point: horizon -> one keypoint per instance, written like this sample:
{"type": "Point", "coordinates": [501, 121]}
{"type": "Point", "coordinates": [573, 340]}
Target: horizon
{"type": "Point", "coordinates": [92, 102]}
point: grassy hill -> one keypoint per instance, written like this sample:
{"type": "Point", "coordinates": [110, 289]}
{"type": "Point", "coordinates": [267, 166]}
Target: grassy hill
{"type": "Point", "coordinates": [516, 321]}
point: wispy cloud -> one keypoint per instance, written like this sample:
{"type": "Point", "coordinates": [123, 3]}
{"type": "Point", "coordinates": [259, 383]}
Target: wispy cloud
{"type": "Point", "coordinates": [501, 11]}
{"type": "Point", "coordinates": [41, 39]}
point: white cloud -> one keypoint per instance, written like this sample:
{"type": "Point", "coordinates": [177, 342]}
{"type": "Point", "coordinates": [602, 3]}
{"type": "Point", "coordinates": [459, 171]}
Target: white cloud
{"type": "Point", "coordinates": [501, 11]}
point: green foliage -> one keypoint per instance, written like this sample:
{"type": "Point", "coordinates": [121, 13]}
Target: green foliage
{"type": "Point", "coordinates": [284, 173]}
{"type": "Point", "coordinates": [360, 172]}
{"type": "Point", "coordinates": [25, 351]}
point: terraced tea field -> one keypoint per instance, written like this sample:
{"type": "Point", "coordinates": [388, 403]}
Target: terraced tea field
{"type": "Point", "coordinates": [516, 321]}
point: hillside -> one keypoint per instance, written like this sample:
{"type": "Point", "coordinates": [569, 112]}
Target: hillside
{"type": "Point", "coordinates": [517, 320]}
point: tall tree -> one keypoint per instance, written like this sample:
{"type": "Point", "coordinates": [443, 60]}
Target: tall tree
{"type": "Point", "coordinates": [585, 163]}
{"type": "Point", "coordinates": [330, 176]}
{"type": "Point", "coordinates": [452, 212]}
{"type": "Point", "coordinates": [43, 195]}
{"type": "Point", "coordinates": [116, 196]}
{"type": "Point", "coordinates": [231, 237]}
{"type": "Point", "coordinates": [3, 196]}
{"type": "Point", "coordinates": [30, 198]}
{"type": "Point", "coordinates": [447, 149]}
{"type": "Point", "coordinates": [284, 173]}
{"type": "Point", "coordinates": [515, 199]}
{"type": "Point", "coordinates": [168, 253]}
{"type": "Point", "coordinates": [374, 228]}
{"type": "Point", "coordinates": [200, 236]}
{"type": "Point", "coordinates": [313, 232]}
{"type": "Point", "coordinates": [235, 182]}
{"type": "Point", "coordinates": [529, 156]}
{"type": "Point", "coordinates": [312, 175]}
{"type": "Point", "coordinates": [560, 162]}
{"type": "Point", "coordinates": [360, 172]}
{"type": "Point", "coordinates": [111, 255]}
========
--- Job ---
Copy out each line exactly as written.

--- The result ---
point: horizon -> one keypoint per instance, written like this sample:
{"type": "Point", "coordinates": [501, 121]}
{"type": "Point", "coordinates": [573, 340]}
Target: horizon
{"type": "Point", "coordinates": [92, 102]}
point: grassy hill -> one keypoint per instance, written like this sample:
{"type": "Point", "coordinates": [110, 289]}
{"type": "Point", "coordinates": [267, 166]}
Target: grassy hill
{"type": "Point", "coordinates": [516, 321]}
point: wispy cloud -> one keypoint per instance, written like this sample:
{"type": "Point", "coordinates": [123, 3]}
{"type": "Point", "coordinates": [259, 383]}
Target: wispy cloud
{"type": "Point", "coordinates": [501, 11]}
{"type": "Point", "coordinates": [41, 39]}
point: white cloud -> one keypoint per instance, written like this sample:
{"type": "Point", "coordinates": [177, 342]}
{"type": "Point", "coordinates": [602, 3]}
{"type": "Point", "coordinates": [459, 171]}
Target: white cloud
{"type": "Point", "coordinates": [501, 11]}
point: green foliage -> one keypoint per instance, written like this sample:
{"type": "Point", "coordinates": [121, 13]}
Target: green foliage
{"type": "Point", "coordinates": [284, 173]}
{"type": "Point", "coordinates": [360, 172]}
{"type": "Point", "coordinates": [25, 351]}
point: terraced tea field -> one keypoint per instance, written like this sample:
{"type": "Point", "coordinates": [388, 403]}
Target: terraced tea field
{"type": "Point", "coordinates": [516, 321]}
point: hillside -> one keypoint per instance, written like this sample:
{"type": "Point", "coordinates": [569, 112]}
Target: hillside
{"type": "Point", "coordinates": [517, 320]}
point: tall tree -> one keypoint per instance, written like this sample:
{"type": "Point", "coordinates": [443, 60]}
Target: tall tree
{"type": "Point", "coordinates": [585, 163]}
{"type": "Point", "coordinates": [330, 176]}
{"type": "Point", "coordinates": [452, 212]}
{"type": "Point", "coordinates": [43, 195]}
{"type": "Point", "coordinates": [116, 196]}
{"type": "Point", "coordinates": [231, 237]}
{"type": "Point", "coordinates": [3, 196]}
{"type": "Point", "coordinates": [30, 198]}
{"type": "Point", "coordinates": [447, 149]}
{"type": "Point", "coordinates": [284, 173]}
{"type": "Point", "coordinates": [515, 199]}
{"type": "Point", "coordinates": [168, 253]}
{"type": "Point", "coordinates": [374, 228]}
{"type": "Point", "coordinates": [200, 236]}
{"type": "Point", "coordinates": [313, 232]}
{"type": "Point", "coordinates": [235, 182]}
{"type": "Point", "coordinates": [529, 156]}
{"type": "Point", "coordinates": [312, 175]}
{"type": "Point", "coordinates": [560, 162]}
{"type": "Point", "coordinates": [360, 172]}
{"type": "Point", "coordinates": [111, 255]}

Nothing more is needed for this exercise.